TASK GOAL: Locate every line in the records below that contains the word "brown", and copy each of those lines.

INPUT:
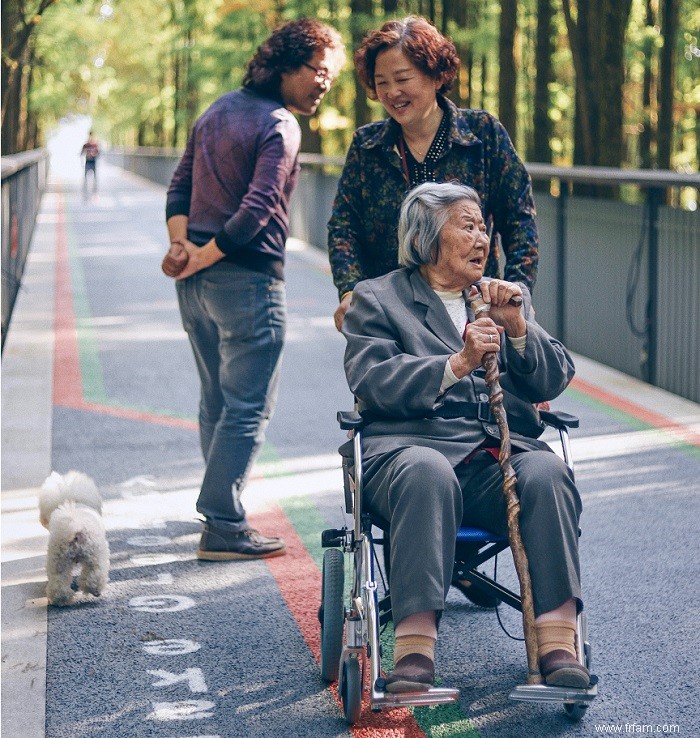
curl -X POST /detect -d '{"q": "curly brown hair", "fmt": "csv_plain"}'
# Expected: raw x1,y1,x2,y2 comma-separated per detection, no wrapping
243,18,345,95
354,15,459,99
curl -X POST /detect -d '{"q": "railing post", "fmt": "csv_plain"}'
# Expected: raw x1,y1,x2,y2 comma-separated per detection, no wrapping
645,187,662,385
556,179,569,343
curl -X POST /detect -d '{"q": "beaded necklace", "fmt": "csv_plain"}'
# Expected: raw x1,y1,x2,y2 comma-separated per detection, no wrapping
399,113,448,187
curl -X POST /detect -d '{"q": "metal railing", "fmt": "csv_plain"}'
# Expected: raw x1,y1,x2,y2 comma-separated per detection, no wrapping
291,154,700,402
109,149,700,402
1,149,49,349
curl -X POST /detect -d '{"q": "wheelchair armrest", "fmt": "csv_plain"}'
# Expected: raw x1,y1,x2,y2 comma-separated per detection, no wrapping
540,410,578,430
336,410,365,430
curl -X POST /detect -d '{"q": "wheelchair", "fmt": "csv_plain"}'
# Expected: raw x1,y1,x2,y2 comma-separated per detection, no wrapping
319,411,598,725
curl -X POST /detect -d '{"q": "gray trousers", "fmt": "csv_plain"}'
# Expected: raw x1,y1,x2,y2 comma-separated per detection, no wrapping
363,446,582,624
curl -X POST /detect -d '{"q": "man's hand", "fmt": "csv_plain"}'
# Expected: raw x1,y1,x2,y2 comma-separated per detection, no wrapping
177,238,224,280
160,241,190,277
333,292,352,331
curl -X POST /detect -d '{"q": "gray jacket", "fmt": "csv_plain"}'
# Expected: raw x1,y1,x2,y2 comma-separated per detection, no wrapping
343,269,574,466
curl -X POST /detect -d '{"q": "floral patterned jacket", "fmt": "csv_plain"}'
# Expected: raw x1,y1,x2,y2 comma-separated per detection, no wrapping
328,95,538,297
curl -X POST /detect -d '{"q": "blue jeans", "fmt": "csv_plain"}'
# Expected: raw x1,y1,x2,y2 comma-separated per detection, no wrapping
176,262,287,531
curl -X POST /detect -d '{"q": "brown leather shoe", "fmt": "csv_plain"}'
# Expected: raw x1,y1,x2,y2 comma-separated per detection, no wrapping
540,649,591,689
386,653,435,692
197,523,287,561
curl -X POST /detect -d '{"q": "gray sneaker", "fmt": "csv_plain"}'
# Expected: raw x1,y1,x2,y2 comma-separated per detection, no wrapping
197,523,287,561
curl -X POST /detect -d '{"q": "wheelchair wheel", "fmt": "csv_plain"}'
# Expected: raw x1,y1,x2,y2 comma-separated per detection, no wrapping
340,656,362,725
319,548,345,682
564,702,588,723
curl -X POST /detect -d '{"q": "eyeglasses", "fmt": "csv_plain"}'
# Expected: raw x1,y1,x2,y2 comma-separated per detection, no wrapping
302,62,333,85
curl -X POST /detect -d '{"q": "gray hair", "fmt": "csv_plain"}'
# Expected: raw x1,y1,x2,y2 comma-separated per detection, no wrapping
399,182,481,267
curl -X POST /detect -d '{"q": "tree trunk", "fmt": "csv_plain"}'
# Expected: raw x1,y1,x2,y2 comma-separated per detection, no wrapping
350,0,372,128
639,0,654,169
298,115,322,154
657,0,679,169
562,0,632,196
498,0,518,142
529,0,554,167
0,0,56,154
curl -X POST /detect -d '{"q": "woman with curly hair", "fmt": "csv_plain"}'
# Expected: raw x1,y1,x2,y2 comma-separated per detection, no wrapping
328,16,538,330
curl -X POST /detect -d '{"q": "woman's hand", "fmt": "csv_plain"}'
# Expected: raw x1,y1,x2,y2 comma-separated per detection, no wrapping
469,279,527,338
333,292,352,331
450,317,503,379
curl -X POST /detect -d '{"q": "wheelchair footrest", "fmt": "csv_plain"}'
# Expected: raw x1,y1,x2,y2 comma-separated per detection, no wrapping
370,687,459,710
508,679,598,704
321,528,348,548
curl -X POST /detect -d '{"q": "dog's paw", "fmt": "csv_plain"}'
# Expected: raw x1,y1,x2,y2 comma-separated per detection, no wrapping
46,591,75,607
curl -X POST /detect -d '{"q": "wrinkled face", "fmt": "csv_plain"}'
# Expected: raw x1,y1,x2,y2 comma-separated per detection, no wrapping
280,49,333,115
374,46,441,126
424,200,489,291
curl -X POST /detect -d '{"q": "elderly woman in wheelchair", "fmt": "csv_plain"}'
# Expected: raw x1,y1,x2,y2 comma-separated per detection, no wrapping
343,183,590,693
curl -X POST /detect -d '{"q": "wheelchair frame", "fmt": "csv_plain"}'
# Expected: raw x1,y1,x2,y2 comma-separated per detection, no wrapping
319,411,598,725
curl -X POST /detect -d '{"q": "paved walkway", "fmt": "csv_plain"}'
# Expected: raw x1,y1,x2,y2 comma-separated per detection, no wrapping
2,166,700,738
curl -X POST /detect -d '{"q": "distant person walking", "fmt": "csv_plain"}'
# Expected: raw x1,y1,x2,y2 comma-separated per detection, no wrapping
162,19,345,561
80,131,100,197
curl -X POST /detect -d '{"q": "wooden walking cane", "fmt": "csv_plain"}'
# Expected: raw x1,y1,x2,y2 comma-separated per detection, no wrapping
469,292,543,684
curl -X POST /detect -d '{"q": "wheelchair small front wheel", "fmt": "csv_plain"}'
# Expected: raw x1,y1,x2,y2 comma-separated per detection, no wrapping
340,656,362,725
319,548,345,682
564,702,588,723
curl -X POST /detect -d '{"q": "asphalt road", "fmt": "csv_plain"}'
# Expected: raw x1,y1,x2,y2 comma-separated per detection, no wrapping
3,166,700,738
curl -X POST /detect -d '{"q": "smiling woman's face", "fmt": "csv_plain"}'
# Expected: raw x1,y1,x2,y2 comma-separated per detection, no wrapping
421,200,489,292
374,46,441,127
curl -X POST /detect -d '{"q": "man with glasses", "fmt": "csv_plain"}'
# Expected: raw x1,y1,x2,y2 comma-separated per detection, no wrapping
163,18,345,561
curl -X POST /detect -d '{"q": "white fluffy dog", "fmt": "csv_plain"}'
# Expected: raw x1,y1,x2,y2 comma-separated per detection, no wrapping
39,471,109,606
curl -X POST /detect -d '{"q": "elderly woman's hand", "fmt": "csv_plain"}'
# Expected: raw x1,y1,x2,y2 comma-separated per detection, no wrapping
450,317,503,379
469,279,527,338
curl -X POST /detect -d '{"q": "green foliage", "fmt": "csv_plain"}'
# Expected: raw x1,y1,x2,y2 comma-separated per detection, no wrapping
23,0,700,169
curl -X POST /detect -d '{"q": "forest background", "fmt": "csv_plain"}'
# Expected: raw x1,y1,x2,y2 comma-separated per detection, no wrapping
2,0,700,190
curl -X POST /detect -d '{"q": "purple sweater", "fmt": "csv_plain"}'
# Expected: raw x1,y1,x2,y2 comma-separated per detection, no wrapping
170,88,301,279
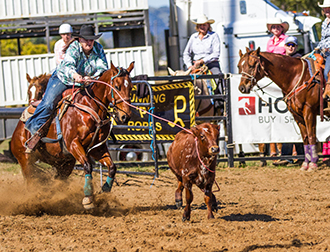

TASK ANSWER:
curl -X POST /detect -d '{"q": "curly brown hair", "fmt": "csv_plain"}'
curl -X POST /detect -d '{"q": "brown leather shoe", "fmt": "csv_plain"}'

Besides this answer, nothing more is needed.